--- Start Material ---

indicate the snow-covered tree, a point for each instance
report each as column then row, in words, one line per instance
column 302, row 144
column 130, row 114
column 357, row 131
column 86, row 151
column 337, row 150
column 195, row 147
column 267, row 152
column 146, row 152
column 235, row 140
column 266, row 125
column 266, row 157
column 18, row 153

--- End Material ---

Exercise >>
Please put every line of the entries above into a JSON list of strings, one string per line, leaving out blank lines.

Solution below >>
[
  "indicate the snow-covered tree, a point for each instance",
  "report each as column then row, in words, one line per instance",
  "column 302, row 144",
  "column 130, row 114",
  "column 357, row 131",
  "column 86, row 151",
  "column 337, row 150",
  "column 195, row 147",
  "column 267, row 152",
  "column 146, row 152",
  "column 235, row 140",
  "column 266, row 125",
  "column 266, row 157",
  "column 18, row 153"
]